**Given problem:** Rewrite the lines from the one containing "Dear assistant, the user would like the man in blue" through the one containing "[399,83,450,129]", inclusive, changing "wristband" to "bracelet" and leaving everything else as it is.

# start of Excerpted data

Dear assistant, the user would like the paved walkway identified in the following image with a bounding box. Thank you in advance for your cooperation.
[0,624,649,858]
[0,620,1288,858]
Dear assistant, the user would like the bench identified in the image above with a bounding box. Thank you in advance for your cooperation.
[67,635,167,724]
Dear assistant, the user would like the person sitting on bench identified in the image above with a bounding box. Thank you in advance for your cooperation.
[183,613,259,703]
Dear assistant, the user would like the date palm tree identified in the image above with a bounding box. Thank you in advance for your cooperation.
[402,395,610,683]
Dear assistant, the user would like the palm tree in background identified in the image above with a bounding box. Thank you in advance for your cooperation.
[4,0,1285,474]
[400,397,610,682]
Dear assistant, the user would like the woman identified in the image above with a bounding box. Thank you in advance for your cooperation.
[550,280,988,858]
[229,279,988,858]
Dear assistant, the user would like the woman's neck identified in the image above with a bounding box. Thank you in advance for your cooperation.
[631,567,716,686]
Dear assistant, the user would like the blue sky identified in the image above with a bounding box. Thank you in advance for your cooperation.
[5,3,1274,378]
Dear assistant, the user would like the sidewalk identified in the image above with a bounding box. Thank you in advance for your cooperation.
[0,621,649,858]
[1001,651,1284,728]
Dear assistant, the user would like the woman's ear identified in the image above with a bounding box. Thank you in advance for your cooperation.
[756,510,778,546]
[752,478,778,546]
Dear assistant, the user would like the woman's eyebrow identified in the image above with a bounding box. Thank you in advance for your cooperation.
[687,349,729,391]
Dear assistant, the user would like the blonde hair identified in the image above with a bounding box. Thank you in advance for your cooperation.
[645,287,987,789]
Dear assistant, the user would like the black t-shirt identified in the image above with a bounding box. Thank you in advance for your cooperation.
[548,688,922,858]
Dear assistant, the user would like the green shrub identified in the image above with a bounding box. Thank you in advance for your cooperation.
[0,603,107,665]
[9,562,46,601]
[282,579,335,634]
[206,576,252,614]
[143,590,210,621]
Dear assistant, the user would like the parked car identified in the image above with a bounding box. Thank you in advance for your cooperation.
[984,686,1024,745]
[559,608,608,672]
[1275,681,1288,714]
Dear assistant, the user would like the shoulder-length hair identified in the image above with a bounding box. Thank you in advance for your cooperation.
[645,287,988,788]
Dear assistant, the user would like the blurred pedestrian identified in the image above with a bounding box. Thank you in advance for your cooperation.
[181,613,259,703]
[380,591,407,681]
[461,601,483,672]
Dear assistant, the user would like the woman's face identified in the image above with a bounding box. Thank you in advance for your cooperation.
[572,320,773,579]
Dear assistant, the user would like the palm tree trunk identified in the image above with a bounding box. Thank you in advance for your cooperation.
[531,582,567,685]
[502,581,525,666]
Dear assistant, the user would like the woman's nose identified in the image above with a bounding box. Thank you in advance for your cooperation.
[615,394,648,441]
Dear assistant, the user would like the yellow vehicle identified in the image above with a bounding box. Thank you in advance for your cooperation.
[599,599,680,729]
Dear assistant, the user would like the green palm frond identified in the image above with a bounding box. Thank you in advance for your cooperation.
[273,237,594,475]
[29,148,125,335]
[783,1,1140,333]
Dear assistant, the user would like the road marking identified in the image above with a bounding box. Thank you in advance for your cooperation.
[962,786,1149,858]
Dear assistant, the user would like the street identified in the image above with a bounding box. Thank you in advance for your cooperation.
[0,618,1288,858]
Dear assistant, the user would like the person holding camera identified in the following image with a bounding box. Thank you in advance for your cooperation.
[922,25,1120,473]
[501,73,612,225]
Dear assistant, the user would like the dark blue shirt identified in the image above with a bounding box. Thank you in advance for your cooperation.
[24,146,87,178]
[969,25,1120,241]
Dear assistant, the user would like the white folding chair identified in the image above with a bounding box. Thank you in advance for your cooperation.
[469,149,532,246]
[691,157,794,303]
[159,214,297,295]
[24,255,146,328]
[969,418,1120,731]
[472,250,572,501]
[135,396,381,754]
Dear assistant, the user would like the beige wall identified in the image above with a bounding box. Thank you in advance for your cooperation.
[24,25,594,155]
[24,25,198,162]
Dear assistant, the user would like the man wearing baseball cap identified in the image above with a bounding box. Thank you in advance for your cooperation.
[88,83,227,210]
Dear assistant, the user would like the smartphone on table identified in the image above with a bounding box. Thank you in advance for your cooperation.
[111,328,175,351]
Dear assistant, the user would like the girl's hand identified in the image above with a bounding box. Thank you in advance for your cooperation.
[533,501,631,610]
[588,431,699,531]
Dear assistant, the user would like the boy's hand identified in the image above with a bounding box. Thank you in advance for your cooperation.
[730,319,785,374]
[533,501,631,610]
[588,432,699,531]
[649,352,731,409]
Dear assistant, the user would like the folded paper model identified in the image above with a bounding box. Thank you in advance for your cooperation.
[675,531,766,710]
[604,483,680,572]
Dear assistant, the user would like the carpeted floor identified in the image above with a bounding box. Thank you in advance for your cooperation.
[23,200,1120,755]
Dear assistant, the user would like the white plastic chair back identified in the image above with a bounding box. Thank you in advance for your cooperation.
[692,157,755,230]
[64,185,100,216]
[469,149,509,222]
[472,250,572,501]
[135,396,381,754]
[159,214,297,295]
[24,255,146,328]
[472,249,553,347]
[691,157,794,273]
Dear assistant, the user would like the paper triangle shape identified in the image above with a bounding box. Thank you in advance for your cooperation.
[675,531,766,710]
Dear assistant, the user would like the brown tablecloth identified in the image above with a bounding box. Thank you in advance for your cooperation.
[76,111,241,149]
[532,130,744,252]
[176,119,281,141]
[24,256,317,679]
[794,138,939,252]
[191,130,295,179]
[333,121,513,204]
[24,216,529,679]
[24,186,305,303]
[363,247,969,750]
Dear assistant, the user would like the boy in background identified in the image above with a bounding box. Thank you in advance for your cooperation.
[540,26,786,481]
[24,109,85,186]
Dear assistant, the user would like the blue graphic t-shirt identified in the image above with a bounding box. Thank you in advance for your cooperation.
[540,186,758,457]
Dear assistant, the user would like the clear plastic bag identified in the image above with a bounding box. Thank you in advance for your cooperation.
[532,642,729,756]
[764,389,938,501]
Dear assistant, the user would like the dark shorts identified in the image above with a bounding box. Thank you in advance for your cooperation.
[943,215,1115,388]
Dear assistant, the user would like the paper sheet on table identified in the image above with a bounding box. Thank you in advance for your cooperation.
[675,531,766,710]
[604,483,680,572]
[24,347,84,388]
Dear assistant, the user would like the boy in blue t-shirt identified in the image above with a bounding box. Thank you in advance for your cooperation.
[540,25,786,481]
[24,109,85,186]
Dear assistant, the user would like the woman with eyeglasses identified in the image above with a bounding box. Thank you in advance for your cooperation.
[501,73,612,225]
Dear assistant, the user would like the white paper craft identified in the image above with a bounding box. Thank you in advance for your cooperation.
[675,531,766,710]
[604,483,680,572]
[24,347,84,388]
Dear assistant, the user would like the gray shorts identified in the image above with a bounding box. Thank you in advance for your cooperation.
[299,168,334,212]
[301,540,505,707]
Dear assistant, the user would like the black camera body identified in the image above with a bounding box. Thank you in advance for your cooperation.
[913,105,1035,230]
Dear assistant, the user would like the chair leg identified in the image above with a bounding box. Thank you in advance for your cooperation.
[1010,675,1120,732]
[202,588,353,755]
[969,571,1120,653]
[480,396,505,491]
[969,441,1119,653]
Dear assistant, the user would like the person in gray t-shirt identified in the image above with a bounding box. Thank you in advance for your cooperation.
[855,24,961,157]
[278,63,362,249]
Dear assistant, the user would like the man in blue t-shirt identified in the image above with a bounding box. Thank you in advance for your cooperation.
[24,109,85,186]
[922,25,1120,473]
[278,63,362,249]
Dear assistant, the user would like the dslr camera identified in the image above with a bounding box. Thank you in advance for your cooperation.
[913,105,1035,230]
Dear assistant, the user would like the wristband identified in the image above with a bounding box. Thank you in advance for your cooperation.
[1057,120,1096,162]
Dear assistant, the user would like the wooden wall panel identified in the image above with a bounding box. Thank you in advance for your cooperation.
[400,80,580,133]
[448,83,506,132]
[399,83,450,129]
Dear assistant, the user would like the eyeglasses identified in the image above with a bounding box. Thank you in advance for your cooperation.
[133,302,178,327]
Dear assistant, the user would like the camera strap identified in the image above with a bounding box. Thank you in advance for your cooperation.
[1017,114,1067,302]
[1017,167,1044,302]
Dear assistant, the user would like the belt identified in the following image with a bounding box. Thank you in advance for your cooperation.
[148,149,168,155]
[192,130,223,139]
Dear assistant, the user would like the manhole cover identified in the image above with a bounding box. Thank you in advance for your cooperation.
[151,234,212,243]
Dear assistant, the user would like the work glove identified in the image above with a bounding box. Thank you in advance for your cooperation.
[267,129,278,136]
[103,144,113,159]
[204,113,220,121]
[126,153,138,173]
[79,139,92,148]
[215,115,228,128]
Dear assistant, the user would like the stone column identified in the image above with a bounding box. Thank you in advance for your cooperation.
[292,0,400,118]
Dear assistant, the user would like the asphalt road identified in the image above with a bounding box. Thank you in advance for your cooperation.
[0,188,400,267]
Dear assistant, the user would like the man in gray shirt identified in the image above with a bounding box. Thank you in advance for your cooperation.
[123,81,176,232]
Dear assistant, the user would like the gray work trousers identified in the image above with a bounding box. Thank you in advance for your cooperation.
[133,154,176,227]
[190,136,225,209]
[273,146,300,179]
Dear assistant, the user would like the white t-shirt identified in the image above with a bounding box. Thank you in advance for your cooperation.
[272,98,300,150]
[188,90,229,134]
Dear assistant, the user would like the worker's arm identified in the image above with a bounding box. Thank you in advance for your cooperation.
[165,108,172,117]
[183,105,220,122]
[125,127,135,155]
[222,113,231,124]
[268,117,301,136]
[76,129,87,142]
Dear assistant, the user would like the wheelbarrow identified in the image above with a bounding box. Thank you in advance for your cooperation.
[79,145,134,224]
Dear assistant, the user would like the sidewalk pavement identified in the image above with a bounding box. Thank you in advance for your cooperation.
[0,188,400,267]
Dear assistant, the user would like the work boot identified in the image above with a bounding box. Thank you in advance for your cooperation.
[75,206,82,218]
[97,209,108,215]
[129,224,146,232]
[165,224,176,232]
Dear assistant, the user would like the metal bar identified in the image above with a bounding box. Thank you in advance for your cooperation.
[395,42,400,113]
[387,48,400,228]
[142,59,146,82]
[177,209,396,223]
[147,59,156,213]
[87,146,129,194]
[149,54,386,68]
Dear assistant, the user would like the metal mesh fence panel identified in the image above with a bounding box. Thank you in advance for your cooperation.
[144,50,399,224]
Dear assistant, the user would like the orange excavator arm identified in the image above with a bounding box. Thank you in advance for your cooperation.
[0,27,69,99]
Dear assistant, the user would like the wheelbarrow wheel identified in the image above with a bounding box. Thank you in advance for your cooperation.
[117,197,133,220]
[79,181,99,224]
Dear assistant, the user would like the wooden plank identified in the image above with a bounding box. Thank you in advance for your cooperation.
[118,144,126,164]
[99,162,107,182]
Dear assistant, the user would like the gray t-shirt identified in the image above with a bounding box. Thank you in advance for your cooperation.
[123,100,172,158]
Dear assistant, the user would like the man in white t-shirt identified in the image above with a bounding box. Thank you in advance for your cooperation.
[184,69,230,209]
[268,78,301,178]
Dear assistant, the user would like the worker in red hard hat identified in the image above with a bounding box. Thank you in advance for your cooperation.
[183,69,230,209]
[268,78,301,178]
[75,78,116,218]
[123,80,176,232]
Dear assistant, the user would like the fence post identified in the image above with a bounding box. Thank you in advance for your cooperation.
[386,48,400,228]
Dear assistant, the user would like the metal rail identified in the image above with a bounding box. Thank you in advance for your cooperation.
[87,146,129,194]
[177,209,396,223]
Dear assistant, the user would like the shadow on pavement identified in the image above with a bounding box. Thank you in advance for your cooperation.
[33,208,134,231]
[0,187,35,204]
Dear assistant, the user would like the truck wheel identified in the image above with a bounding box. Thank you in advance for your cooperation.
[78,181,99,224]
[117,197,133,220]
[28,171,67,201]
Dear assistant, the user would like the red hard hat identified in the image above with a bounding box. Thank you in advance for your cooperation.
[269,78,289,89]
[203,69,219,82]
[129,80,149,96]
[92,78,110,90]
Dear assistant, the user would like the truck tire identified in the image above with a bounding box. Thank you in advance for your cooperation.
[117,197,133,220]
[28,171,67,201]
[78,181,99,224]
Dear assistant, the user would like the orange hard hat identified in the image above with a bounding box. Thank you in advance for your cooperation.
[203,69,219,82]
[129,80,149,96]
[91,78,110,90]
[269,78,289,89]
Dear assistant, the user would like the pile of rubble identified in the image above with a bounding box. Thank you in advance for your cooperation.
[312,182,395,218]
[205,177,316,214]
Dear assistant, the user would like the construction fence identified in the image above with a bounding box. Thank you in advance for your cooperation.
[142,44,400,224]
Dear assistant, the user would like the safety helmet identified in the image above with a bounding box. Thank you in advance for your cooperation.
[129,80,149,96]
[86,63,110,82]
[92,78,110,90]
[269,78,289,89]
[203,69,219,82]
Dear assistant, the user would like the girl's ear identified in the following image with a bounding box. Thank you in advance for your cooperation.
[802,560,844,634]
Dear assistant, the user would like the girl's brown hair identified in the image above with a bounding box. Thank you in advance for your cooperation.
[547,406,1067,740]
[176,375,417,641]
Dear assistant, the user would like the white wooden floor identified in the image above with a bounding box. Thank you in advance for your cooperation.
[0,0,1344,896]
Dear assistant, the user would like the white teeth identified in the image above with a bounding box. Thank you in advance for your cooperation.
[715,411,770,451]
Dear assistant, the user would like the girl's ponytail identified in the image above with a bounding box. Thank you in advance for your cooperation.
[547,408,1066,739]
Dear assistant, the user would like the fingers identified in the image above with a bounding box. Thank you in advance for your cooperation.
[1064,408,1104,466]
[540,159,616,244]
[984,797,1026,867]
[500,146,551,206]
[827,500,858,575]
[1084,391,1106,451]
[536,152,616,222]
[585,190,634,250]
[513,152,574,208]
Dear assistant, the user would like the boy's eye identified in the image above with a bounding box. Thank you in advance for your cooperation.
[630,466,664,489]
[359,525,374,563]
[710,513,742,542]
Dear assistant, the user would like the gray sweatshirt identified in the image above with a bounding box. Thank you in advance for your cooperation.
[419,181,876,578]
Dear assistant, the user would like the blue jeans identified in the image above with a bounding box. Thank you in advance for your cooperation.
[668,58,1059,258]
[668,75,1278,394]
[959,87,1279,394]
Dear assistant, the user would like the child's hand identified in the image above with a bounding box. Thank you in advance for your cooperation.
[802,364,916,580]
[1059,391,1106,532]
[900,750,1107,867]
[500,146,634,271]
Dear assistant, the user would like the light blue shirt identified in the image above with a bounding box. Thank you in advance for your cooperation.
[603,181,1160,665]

# end of Excerpted data

**Written reply:**
Dear assistant, the user would like the man in blue t-shirt identified in the image above with a bounding box. Thank you in advance for your cooperation.
[24,109,85,186]
[922,25,1120,473]
[278,63,362,249]
Dear assistant, the user would like the dslr camera identified in the image above with a bounding box. Thank you in advance for your cooperation.
[913,105,1035,230]
Dear assistant, the user would like the bracelet identified in the image above with a bounding box. Thank you in advance for your cooperation.
[1057,120,1096,162]
Dear assistant, the user would like the wooden wall panel identified in the image above with a bounding box. Thank you in advance for your cooperation.
[400,80,580,133]
[448,83,506,132]
[399,83,450,129]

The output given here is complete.